— Start —
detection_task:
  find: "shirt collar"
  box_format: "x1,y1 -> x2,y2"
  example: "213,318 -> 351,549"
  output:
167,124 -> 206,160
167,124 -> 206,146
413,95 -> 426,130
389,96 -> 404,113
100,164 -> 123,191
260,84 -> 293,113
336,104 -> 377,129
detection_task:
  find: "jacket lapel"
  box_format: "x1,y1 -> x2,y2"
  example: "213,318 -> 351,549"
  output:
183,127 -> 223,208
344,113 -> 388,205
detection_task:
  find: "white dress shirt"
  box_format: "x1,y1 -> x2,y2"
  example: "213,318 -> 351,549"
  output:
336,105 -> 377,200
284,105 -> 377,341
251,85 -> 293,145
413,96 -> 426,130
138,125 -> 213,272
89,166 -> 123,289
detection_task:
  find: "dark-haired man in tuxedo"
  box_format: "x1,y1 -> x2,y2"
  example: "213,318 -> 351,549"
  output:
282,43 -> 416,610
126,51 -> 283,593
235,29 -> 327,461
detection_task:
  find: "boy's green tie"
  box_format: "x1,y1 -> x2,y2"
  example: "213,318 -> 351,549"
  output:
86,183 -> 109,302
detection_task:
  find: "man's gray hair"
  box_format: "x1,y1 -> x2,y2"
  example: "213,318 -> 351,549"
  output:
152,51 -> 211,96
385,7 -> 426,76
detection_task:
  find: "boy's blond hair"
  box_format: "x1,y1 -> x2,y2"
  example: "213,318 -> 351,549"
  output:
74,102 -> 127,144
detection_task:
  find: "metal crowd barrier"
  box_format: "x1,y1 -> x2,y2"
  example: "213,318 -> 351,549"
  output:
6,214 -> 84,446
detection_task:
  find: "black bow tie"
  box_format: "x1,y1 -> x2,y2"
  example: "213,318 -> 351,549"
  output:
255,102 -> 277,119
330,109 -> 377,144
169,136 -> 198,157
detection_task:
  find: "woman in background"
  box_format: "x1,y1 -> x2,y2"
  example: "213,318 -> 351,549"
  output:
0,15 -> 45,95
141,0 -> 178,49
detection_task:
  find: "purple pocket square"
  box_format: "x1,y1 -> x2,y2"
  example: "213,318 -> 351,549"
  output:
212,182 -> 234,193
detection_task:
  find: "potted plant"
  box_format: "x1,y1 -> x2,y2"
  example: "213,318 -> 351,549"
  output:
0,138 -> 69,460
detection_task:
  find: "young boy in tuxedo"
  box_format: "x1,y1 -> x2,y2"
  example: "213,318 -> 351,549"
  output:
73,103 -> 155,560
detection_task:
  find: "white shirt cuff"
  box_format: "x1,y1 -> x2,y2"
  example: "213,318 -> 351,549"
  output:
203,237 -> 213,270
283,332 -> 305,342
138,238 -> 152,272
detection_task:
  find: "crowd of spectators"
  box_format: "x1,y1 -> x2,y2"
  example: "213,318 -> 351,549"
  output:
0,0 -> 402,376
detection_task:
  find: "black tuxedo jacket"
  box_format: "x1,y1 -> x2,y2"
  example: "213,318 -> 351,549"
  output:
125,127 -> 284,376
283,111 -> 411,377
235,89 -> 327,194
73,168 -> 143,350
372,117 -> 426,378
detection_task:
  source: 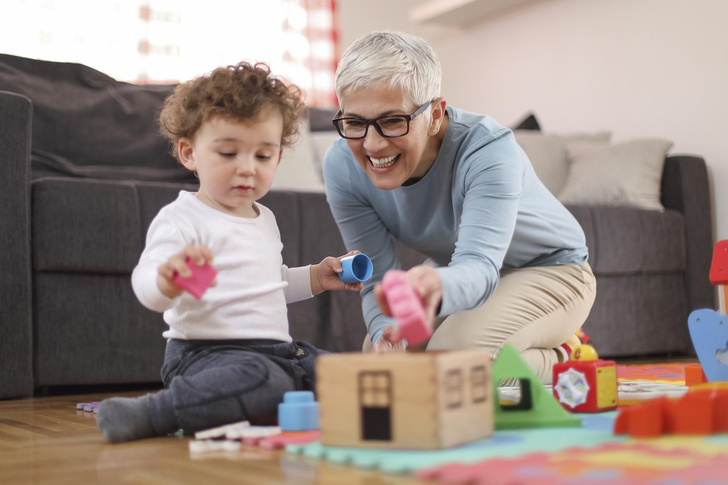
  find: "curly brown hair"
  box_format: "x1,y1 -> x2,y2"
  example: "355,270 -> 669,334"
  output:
159,62 -> 304,158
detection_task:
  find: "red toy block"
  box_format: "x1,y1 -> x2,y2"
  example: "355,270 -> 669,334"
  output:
614,384 -> 728,438
708,239 -> 728,285
382,270 -> 432,345
553,359 -> 617,413
685,364 -> 708,387
174,258 -> 217,300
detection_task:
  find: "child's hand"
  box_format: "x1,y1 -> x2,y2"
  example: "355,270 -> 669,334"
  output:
157,244 -> 217,298
311,251 -> 363,295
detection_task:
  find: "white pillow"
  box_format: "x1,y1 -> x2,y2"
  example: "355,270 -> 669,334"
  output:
513,130 -> 612,195
558,138 -> 672,211
271,127 -> 324,192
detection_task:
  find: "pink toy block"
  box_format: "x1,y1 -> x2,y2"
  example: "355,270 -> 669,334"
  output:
174,258 -> 217,300
382,270 -> 432,345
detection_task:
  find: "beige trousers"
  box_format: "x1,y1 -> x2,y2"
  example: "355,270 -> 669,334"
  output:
363,263 -> 597,383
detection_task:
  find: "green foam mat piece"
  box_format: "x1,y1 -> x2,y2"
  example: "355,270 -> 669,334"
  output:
286,411 -> 628,473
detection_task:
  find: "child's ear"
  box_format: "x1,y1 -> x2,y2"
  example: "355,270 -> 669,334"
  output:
177,138 -> 197,172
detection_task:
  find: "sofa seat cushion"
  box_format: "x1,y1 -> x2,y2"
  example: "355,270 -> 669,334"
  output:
567,206 -> 686,275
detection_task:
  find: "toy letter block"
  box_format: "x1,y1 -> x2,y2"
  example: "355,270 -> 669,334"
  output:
174,258 -> 217,300
382,270 -> 432,345
553,359 -> 617,413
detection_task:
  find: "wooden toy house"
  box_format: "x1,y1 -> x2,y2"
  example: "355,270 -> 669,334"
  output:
316,350 -> 494,449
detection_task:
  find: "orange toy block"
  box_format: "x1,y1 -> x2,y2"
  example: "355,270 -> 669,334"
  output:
685,364 -> 708,387
553,359 -> 617,413
614,384 -> 728,438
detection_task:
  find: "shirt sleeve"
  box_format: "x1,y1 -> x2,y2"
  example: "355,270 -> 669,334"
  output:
324,144 -> 400,343
438,130 -> 524,316
281,264 -> 313,303
131,211 -> 185,312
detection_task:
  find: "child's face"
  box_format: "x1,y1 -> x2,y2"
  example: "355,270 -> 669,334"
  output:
179,113 -> 283,217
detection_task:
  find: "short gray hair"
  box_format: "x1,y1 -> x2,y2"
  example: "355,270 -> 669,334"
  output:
335,31 -> 442,117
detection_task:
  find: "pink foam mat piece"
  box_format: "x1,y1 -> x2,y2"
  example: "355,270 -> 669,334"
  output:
382,270 -> 432,345
174,258 -> 217,300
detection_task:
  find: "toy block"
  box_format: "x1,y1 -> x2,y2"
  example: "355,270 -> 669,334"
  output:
174,258 -> 217,300
614,383 -> 728,438
685,364 -> 708,387
688,308 -> 728,382
614,397 -> 667,438
553,358 -> 617,413
278,391 -> 319,431
339,253 -> 374,283
382,270 -> 432,345
708,239 -> 728,315
316,349 -> 494,450
493,344 -> 581,430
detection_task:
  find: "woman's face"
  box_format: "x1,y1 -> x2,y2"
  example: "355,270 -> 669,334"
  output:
341,86 -> 445,190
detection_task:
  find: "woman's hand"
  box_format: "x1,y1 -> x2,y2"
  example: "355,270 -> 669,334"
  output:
374,265 -> 442,347
311,251 -> 364,295
157,244 -> 217,298
372,325 -> 405,352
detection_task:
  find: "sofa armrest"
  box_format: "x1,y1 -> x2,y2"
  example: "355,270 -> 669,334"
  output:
662,155 -> 715,312
0,91 -> 33,398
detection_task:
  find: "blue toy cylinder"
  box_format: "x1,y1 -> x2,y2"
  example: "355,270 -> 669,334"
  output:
278,391 -> 319,431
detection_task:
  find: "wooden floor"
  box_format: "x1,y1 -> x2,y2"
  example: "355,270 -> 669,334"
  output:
0,392 -> 425,485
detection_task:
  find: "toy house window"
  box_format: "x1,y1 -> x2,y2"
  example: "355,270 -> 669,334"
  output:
359,371 -> 392,408
470,365 -> 488,403
445,369 -> 463,409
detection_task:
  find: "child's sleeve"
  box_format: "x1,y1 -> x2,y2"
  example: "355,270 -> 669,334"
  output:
281,264 -> 313,303
131,216 -> 185,312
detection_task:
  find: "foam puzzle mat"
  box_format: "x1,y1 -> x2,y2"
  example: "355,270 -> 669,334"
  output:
286,364 -> 728,485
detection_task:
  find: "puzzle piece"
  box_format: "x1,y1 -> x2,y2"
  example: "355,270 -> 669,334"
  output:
174,258 -> 217,300
382,270 -> 432,345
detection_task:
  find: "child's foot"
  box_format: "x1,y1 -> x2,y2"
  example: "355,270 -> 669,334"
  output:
96,396 -> 155,443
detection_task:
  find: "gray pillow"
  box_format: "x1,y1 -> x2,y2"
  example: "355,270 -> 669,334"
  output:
558,138 -> 672,211
513,130 -> 611,195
— End —
Exercise: Please state how many lines above contain the string "green", treating uppercase and lowercase as different, and reply with the number only.

Final answer: 2